Instruction
Revise the listing lines starting at the line that contains "like x=533, y=404." and ending at the line that contains "x=851, y=610". Swap "sailboat deck" for "boat deck" and keep everything else identical.

— begin Material for this exercise —

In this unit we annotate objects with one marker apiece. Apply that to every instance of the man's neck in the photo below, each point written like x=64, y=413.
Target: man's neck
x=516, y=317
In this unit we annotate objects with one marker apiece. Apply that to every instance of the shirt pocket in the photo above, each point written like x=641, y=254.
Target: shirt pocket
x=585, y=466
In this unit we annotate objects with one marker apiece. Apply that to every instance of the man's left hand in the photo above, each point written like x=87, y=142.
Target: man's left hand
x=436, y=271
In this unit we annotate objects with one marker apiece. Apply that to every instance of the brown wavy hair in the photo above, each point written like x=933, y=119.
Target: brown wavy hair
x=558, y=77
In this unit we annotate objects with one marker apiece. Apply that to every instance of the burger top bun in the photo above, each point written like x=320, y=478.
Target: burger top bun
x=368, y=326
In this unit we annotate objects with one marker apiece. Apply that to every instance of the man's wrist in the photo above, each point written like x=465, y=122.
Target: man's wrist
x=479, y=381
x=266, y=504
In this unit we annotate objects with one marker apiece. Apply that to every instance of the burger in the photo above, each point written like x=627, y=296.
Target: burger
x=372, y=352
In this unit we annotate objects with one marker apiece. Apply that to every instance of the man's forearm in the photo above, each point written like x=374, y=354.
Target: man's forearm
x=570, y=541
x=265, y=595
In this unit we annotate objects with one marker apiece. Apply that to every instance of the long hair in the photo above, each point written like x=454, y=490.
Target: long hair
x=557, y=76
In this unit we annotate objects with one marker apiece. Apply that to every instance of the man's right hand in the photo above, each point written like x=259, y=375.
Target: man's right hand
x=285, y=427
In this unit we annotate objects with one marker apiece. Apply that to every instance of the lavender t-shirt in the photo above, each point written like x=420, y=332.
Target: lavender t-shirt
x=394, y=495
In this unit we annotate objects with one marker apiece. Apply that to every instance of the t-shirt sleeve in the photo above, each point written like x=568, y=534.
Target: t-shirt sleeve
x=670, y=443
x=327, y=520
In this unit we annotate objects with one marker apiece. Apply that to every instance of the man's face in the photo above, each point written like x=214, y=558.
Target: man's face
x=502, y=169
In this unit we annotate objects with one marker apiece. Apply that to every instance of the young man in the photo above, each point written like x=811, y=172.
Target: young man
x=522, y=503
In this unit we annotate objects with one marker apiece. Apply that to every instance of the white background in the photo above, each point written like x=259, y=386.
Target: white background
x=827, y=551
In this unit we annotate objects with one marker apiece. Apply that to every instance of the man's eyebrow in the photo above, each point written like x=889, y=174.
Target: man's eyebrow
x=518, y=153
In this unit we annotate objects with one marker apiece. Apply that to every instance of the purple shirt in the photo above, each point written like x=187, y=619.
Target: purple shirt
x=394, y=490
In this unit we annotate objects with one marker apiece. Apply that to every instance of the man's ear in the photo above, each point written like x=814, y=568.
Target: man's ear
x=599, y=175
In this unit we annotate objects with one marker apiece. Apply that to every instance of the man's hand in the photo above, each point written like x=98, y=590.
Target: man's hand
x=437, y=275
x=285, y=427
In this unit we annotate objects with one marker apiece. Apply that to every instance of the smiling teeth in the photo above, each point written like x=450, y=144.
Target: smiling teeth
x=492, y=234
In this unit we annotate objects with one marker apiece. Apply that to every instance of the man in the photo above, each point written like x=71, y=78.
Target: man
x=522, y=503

— end Material for this exercise —
— begin Material for this exercise —

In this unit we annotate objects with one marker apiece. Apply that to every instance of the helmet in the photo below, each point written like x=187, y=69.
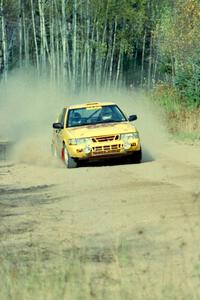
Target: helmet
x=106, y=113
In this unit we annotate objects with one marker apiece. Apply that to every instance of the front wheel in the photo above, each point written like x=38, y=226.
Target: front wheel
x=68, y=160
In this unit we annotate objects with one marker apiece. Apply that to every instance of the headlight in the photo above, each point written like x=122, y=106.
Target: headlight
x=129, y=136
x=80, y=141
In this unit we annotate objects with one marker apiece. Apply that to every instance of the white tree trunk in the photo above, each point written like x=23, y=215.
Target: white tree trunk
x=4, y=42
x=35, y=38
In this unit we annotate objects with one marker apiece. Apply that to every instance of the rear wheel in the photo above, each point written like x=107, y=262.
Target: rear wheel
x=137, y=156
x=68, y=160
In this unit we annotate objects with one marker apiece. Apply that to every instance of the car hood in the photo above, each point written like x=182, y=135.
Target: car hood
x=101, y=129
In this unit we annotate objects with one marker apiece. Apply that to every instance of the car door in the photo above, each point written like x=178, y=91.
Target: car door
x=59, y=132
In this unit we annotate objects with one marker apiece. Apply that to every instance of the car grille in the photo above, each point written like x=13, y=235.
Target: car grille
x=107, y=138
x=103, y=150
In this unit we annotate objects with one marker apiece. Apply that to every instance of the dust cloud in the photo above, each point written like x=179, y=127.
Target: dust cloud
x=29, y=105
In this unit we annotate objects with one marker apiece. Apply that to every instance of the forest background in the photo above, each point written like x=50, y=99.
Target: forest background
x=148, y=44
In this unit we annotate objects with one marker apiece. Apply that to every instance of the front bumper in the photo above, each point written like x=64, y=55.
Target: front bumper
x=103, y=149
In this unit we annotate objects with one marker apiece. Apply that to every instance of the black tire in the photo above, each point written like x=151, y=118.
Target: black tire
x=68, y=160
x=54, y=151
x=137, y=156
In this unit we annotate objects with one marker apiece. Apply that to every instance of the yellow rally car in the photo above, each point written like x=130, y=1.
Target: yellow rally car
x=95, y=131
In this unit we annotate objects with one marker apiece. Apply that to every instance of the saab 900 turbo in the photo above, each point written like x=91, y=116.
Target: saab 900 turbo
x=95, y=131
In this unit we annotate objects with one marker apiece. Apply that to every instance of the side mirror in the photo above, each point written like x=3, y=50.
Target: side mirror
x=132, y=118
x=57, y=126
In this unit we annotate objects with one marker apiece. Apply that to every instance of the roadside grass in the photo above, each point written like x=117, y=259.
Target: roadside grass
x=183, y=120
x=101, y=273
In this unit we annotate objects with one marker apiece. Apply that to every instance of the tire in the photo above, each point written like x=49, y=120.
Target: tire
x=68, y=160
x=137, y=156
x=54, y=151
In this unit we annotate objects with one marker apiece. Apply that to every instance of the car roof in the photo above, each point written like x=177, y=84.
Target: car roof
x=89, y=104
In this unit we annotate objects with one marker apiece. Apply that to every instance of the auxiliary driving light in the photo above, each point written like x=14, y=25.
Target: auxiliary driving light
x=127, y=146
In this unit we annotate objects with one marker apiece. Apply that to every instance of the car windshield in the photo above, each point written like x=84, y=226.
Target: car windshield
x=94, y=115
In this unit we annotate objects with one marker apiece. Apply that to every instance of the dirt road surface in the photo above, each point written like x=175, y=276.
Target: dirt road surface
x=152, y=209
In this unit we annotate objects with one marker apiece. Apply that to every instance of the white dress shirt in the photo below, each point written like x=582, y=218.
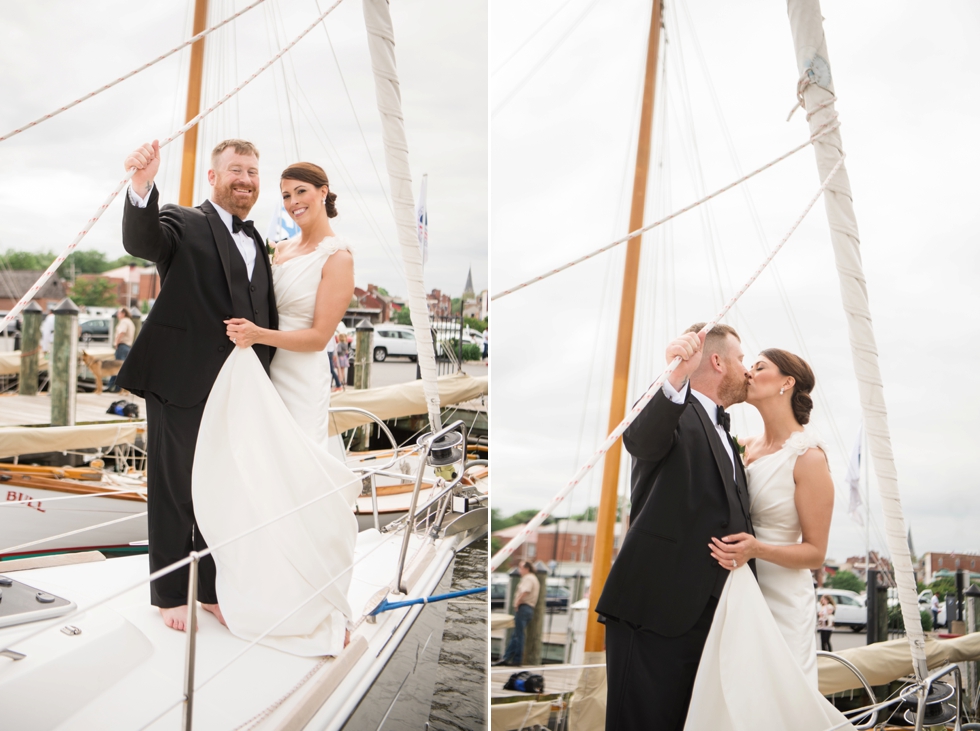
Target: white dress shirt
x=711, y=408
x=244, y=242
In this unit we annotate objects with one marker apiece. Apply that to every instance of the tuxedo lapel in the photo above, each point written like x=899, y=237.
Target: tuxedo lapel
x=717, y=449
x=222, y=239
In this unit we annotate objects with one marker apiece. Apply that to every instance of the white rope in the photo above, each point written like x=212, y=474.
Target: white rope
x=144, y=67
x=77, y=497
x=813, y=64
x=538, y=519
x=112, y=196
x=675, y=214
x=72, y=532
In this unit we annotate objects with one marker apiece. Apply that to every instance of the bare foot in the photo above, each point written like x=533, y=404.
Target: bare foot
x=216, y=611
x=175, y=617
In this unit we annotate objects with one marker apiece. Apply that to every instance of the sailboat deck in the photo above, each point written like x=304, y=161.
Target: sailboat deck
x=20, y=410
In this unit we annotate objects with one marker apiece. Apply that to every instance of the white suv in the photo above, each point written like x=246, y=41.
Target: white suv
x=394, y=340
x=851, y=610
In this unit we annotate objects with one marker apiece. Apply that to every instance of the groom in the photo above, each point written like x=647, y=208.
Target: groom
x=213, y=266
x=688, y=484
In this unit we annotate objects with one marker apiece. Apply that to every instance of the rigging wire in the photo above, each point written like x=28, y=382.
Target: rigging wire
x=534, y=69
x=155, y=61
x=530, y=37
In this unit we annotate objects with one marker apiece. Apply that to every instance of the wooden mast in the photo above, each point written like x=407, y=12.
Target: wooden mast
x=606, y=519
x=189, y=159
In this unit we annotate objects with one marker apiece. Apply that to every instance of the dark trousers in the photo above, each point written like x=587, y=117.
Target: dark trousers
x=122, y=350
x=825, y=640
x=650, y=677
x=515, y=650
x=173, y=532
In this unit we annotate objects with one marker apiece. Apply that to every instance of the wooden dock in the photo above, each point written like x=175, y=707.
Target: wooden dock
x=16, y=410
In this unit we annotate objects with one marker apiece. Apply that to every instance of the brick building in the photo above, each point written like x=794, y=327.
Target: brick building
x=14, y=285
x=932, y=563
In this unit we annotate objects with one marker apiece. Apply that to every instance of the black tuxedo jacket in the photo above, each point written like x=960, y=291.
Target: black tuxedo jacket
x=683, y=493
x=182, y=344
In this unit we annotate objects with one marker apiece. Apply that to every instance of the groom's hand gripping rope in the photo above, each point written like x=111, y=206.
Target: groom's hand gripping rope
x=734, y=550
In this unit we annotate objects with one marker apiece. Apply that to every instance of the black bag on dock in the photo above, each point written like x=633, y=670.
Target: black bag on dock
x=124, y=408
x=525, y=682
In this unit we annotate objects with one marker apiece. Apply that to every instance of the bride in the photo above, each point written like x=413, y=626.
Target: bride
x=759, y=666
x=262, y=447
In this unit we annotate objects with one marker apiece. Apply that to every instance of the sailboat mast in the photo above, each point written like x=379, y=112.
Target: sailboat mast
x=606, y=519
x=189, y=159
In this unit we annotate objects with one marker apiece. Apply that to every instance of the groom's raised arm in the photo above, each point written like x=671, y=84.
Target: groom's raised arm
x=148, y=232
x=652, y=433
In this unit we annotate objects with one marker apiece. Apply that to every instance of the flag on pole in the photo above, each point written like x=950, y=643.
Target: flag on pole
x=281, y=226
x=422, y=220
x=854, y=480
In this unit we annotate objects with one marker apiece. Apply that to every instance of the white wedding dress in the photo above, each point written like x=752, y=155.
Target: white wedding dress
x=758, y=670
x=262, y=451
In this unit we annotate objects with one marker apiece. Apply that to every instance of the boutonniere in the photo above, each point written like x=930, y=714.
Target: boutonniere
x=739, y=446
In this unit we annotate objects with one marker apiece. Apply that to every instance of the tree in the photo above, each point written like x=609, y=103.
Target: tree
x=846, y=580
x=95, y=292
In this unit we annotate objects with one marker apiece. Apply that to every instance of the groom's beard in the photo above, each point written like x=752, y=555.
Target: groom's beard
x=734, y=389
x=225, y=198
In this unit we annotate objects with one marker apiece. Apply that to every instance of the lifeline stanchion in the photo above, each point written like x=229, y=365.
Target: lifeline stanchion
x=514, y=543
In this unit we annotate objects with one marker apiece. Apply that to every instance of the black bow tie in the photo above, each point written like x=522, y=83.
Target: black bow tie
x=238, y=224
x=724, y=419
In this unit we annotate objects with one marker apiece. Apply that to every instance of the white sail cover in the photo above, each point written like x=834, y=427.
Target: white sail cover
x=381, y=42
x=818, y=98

— end Material for this exercise —
— begin Material for this exercise —

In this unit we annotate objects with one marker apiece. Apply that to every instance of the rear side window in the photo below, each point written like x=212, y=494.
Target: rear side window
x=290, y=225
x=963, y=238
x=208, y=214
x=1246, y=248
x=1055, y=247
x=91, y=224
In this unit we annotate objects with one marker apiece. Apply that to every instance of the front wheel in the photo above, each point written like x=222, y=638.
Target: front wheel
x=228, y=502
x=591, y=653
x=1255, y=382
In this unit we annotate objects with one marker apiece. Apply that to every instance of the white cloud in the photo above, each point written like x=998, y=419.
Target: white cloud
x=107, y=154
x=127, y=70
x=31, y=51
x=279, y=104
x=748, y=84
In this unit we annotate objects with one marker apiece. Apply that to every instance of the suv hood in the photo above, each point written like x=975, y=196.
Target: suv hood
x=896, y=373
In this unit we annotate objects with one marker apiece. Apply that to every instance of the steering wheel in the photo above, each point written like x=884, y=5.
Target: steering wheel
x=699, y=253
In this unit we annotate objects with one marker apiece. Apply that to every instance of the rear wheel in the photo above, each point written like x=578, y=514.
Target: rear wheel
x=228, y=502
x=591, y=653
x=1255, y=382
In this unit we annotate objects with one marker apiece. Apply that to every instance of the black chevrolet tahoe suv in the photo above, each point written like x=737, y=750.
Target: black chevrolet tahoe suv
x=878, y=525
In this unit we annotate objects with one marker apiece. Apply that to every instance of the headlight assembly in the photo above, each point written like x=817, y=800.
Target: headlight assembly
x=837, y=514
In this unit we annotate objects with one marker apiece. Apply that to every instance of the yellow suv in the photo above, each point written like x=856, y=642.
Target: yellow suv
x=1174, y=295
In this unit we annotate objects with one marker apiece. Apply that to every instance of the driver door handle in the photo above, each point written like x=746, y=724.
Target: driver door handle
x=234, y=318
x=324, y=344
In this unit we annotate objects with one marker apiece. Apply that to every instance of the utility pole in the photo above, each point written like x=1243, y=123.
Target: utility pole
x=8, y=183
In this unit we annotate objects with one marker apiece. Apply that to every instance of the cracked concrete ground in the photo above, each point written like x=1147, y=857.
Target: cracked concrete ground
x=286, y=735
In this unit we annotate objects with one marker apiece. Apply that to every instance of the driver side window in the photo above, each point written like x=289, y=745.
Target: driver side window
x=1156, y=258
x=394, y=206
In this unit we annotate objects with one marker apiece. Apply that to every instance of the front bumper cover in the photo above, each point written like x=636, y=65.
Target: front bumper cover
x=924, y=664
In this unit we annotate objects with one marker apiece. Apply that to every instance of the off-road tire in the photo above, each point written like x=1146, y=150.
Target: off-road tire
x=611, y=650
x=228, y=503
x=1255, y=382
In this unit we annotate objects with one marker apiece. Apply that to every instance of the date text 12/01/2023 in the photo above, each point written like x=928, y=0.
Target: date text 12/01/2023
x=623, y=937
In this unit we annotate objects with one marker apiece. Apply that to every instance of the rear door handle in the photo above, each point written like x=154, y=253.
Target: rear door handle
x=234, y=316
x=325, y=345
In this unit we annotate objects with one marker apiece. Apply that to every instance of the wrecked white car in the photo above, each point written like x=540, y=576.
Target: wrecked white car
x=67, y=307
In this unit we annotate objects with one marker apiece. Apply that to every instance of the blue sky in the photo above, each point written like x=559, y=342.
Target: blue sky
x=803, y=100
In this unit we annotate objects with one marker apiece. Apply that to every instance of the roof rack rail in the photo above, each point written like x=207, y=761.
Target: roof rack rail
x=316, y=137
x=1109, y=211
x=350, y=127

— end Material for this exercise —

Full output
In this unit we annotate objects with one marker apiece. Apply that to every instance of the bare foot in the photo above, each point written like x=533, y=404.
Target: bare foot
x=216, y=611
x=175, y=617
In this unit we annotate objects with one marker apiece. Apply that to every instance of the boat deck in the photo above, each point written like x=304, y=161.
Target: boat deck
x=20, y=410
In this unit we annotate objects with one marker apiece. Apply that to every instance of the white suv in the photo above, each point written like x=246, y=41.
Target: white suv
x=394, y=340
x=851, y=610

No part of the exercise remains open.